- _Exercise directions_
Retype all material exactly. Pictures stay out of the copy.

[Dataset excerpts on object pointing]
****************************************

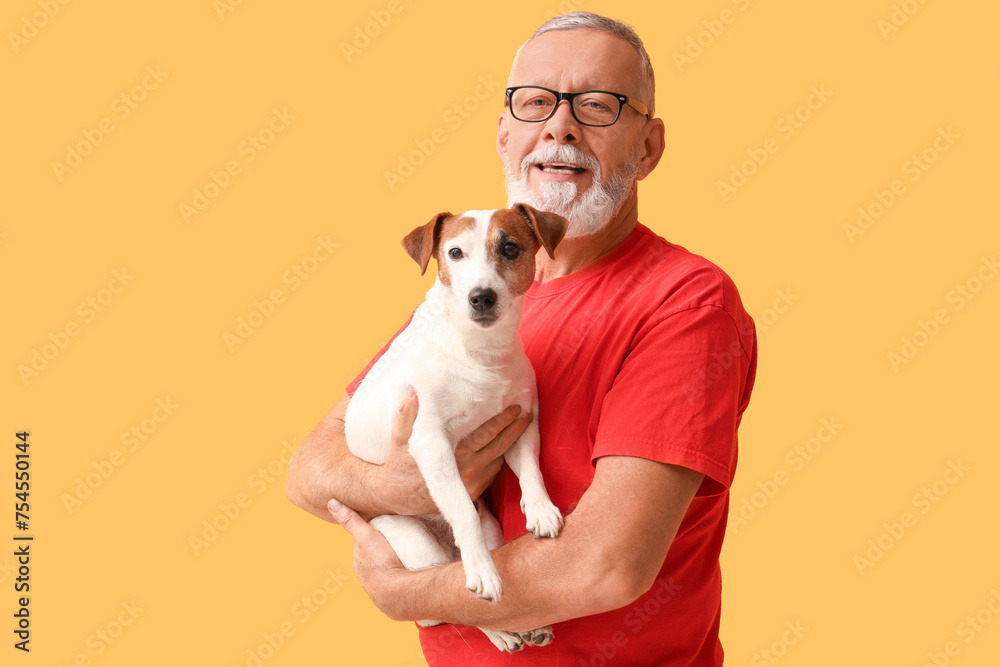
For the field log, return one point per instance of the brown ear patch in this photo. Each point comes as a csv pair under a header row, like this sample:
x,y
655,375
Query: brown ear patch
x,y
423,241
549,228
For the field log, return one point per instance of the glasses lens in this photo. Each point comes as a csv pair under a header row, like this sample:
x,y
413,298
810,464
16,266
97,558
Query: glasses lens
x,y
596,108
532,103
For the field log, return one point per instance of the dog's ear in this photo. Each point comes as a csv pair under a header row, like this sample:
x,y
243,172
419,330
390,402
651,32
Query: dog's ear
x,y
549,228
423,241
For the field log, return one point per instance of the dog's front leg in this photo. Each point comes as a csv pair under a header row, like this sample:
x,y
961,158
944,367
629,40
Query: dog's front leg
x,y
435,457
542,517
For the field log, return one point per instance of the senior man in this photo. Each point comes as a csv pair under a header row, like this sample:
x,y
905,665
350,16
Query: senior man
x,y
645,359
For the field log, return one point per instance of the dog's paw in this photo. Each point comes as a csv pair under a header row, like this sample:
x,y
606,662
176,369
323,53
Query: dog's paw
x,y
539,637
543,519
508,642
485,582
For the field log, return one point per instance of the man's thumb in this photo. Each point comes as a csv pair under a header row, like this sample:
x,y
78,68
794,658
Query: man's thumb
x,y
349,520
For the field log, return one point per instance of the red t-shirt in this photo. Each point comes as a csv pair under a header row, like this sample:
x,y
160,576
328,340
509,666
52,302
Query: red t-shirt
x,y
645,352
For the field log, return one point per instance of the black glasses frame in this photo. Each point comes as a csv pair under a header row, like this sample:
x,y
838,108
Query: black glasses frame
x,y
641,108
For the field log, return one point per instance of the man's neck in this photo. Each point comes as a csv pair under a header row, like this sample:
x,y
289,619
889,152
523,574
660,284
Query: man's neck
x,y
573,254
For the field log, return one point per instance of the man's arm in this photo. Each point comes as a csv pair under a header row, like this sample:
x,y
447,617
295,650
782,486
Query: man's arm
x,y
323,467
609,554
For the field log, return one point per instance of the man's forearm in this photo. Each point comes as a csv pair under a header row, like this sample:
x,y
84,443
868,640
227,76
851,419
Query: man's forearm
x,y
323,468
544,581
609,553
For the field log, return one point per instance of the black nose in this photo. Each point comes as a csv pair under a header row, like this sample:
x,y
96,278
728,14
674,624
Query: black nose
x,y
482,300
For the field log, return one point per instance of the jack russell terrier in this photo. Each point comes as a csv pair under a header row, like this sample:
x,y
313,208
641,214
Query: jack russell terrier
x,y
462,354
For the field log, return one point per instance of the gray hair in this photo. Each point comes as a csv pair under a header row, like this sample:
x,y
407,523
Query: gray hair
x,y
589,21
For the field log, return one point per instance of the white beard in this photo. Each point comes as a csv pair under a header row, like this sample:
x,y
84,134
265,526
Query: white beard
x,y
588,213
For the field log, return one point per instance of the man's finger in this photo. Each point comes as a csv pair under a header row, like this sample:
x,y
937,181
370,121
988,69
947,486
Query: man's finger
x,y
350,520
402,427
493,426
496,447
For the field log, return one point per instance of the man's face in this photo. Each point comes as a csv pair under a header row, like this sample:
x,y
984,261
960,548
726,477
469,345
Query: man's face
x,y
556,164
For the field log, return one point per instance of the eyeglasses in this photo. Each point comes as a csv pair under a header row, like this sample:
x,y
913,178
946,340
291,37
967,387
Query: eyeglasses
x,y
596,108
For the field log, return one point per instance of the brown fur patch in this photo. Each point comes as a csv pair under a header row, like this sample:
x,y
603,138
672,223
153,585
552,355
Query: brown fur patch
x,y
507,226
449,230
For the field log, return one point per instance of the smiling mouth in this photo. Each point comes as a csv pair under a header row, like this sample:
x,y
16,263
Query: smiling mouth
x,y
560,168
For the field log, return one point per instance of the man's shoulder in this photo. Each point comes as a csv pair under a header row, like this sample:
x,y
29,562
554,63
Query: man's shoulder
x,y
683,279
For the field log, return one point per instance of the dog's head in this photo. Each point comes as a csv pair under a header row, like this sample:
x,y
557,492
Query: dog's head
x,y
486,259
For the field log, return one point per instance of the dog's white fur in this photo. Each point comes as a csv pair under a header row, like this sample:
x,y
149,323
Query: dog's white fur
x,y
463,374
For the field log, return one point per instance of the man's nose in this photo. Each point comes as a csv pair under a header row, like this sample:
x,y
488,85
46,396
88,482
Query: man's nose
x,y
482,299
562,126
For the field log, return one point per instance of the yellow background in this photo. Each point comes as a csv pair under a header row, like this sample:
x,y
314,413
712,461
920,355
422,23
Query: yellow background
x,y
845,306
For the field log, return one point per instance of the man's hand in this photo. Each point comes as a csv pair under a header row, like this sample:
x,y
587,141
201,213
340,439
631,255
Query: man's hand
x,y
479,456
376,565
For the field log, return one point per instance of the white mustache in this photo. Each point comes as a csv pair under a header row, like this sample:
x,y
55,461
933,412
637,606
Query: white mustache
x,y
564,153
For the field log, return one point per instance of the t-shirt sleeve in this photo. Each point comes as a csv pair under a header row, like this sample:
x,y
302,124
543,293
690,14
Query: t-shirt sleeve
x,y
356,382
680,394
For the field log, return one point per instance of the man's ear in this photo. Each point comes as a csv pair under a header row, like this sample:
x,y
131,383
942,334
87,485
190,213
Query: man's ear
x,y
502,136
654,143
549,228
422,242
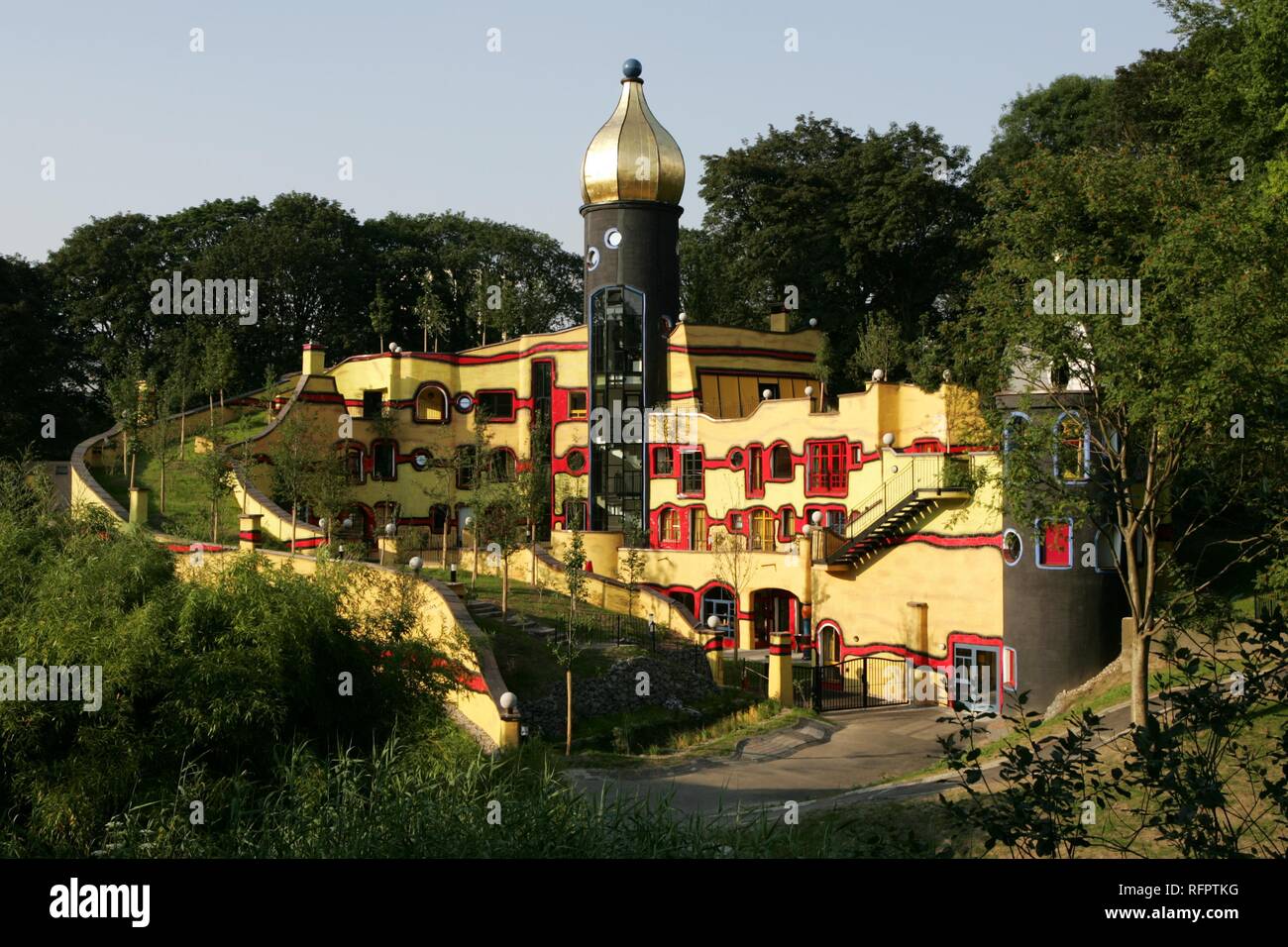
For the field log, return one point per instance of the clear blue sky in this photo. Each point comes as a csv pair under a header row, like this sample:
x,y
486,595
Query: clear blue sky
x,y
434,121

****************************************

- _Final result_
For the field log, return one point per instance of the brown ear patch in this photo. Each point comes as a csv pair under a header row, like this sample:
x,y
655,375
Query: brown ear patch
x,y
423,241
549,228
For the field log, return one point per instance of the glasses lens in this photo. Each point comes as a csv pair under a header row, like this sample:
x,y
413,298
810,464
16,266
97,558
Query: glasses lens
x,y
596,108
532,103
For the field log, return one point per instance of the dog's ear in this photo. Each point comes as a csv pair under a header row, like this sample:
x,y
243,172
419,330
390,402
651,32
Query: dog's ear
x,y
549,228
423,241
For the field log, return one point per instance of the dog's front leg in this photo. Each point comes as a csv pair under a header row, like this sample:
x,y
961,158
944,367
629,40
Query: dog's front leg
x,y
435,457
542,517
For the field log, return one point per instance of the senior man in this photo. Each point comes as a csv pair under a header row, like this sample:
x,y
905,665
350,16
Query: senior man
x,y
645,359
For the field log, return one point per instance of the dog's paw in this photo. Each point comes as a csv pair under a header row, like this sample:
x,y
606,662
176,369
323,53
Query: dog's paw
x,y
539,637
543,519
508,642
485,582
For the field log, return one point per instance of the man's thumb in this photo. Each point comes as a csv pair under a header row, like this sample:
x,y
78,68
794,658
Query: man's thumb
x,y
349,520
For the field log, return one point per instance of the red t-shirt in this photo. Each point comes as a csv pair under a header row, like this sample:
x,y
160,576
328,340
509,666
52,302
Query: red t-shirt
x,y
645,352
For the field log, return one point per instance of the black glasses frame in this photo. Each point comes as a csv pair under a header row, like this sample:
x,y
838,108
Query: black glasses frame
x,y
641,108
For the field log, return one point per instance of the man's neck in this photo. Each point comes as a csv pair under a header row, like this sample:
x,y
289,619
889,152
523,574
660,284
Query: man's neck
x,y
573,254
For the field log, return one point per instance of the man's arm in this photo. Each point comes as a csv pair under a header row, like this sample:
x,y
447,617
295,650
782,486
Query: man's arm
x,y
323,467
609,554
For the field log, return one point per instance of the man's forearm in this photo. Each point comes as a csv pair under a header row, like this sample:
x,y
84,443
868,640
227,76
851,419
Query: man's forearm
x,y
323,468
544,581
609,553
For the field log, return one point per instance of the black nose in this photo. Each point comes as a csv pair under a header row, like this sample:
x,y
96,278
728,14
674,624
Query: black nose
x,y
482,300
For the field log, return one point per instance of the jack russell terrier in this photo. Each point comes as a csv pair under a header row, like this sample:
x,y
313,208
641,214
Query: jack russell terrier
x,y
462,354
For the field log, return one point per instance of the gray hair in this photo. Each point comes as a csv pair under a header row, like this sample:
x,y
407,523
Query: gray hair
x,y
589,21
For the field log, return one point per instance of the white beard in this photo. Each point comes as a csv pair under a header row, like this sample:
x,y
84,134
265,526
Query: white beard
x,y
588,213
For the field log, return one point per instance of the man's finger in this photo. Each point comes as a csv pair under a header row, like this sample:
x,y
937,181
370,121
988,69
947,486
Query: man's finger
x,y
350,520
402,427
493,426
496,447
For the field log, return one point per instance of the man's face in this photo. Each point comes as a csv pair under a header row, like this sample:
x,y
984,261
960,548
726,477
469,345
Query: man's face
x,y
556,164
For the field log, return one point per instance of the eyeglasses in this photo. Each point comes as a csv pair under a header row, like this sample:
x,y
913,178
946,340
291,37
967,387
Query: eyeglasses
x,y
596,108
For the field log, return one point per instance of the brown fur patch in this photo. Each point comes as a csv pair under a header row, like this sample:
x,y
603,138
672,223
153,585
552,355
Query: brown fur patch
x,y
507,226
449,230
For the field log, return one point per instance of the smiling mouth in this photo. Each point comes as a csv pair under a header row, like this sample:
x,y
16,263
Query: smiling mouth
x,y
560,168
For the field log, return one point per instance of the man's shoulder in this photo. Each point comes as a csv pair under a header row, like this sample:
x,y
29,562
554,63
Query: man's shoulder
x,y
683,279
For the field log, return one point per instance of the dog's head in this photo. Each point comes as a csv pair under a header row, like this sample:
x,y
557,492
Query: dog's head
x,y
486,259
For the field log, return one point per instance of the dog's white fur in this photo. Each point comes as a csv pair under a header row, like this sample:
x,y
149,323
Query: dog's white fur
x,y
463,374
For the field log, return one point per instance of the man's nose in this photo. Each point comes as a csv pair under a header row, like this sample:
x,y
488,85
46,396
88,482
Query: man's nose
x,y
482,299
562,126
For the field log, return one point per instance of the yellow background in this photo. Each point comes as a csv pair under a header row, like this sample:
x,y
314,413
712,461
920,355
422,23
Query: yellow background
x,y
845,306
For the field log, return one point per instance of the man's hand in this photo. Each point comes as a csv pair under a header row, like this sample:
x,y
587,141
201,213
340,439
631,255
Query: man's hand
x,y
479,456
376,565
For the field log, return one point per instance of the white mustache in this photo. Each point comes as a csv pair under a header row, like this sample:
x,y
55,461
933,412
637,606
Query: white mustache
x,y
564,153
For the field log, return one point per instance of the t-shirt sleeve in this photo. Each point comes as a csv pair under a header row, like this sample:
x,y
302,124
543,293
690,14
Query: t-shirt sleeve
x,y
356,382
680,394
For the field log, return one point per instance of the man's ear in this photo. Each point comes as a csv pair under a header row, like this sample:
x,y
131,383
942,334
87,485
190,213
Query: man's ear
x,y
502,136
654,143
549,228
422,242
For the field log, return one point per instance of the clear blue sky in this photo. Each point comes as a csv pair under a header row, like this sample:
x,y
486,595
Query: clear blue sky
x,y
434,121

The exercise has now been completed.